# CHALLENGE
Put the lines from the line with "the potted plant" to the line with "Target: stained glass window", both included, into a Markdown table with the columns Row and Line. Number each row, and leave out any blank lines.

Object location annotation data
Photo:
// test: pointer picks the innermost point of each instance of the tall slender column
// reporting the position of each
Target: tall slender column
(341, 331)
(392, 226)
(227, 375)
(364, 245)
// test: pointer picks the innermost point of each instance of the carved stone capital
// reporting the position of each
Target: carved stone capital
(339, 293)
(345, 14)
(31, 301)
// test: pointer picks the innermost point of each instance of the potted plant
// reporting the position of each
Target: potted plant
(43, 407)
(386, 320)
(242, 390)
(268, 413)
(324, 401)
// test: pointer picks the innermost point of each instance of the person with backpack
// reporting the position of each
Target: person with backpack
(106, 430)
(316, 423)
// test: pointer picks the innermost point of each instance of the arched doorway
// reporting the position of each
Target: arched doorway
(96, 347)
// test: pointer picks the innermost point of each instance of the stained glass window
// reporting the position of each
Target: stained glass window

--

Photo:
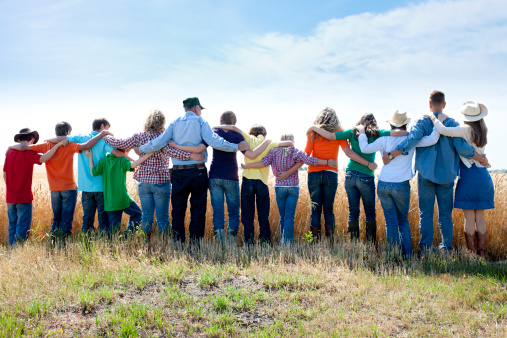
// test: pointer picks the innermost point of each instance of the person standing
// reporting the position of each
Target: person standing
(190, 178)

...

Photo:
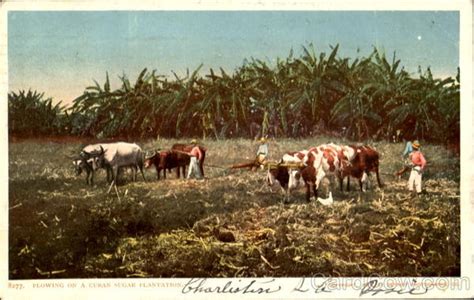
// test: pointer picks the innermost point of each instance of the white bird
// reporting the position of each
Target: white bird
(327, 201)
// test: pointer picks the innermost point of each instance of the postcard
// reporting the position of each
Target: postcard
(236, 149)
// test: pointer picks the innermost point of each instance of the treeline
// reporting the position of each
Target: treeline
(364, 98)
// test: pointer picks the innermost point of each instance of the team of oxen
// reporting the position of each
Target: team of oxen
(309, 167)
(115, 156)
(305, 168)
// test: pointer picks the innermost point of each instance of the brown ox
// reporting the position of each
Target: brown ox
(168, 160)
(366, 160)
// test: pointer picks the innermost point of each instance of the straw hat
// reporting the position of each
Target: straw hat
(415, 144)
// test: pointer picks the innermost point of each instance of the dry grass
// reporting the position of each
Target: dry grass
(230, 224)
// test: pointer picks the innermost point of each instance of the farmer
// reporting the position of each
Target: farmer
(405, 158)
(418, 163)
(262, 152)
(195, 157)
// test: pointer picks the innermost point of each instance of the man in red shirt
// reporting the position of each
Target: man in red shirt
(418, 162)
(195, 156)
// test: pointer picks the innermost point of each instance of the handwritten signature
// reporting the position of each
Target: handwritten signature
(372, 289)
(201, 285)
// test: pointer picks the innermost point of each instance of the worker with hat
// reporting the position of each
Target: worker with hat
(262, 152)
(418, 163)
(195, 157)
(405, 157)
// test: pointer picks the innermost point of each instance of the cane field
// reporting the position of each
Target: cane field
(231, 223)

# ANSWER TO THE EXERCISE
| Row | Line |
|---|---|
| 1 | // test: pointer picks the innermost point of each instance of the potted plant |
| 2 | // reporting the position of each |
| 3 | Target: potted plant |
| 4 | (43, 407) |
| 5 | (386, 320) |
| 6 | (242, 390) |
| 7 | (268, 413) |
| 8 | (324, 401) |
| 9 | // test: pointer picks the innermost point of each instance of the person with backpack |
| 10 | // reporting the position of each |
| 11 | Target: person with backpack |
| 12 | (106, 430) |
| 13 | (316, 423) |
| 14 | // test: pointer picks the innermost point of each instance of the arched doorway |
| 15 | // reporting the position of each |
| 16 | Target: arched doorway |
| 17 | (96, 347) |
| 18 | // test: pointer picks the innermost point of each instance of the stained glass window |
| 19 | // reporting the position of each |
| 20 | Target: stained glass window |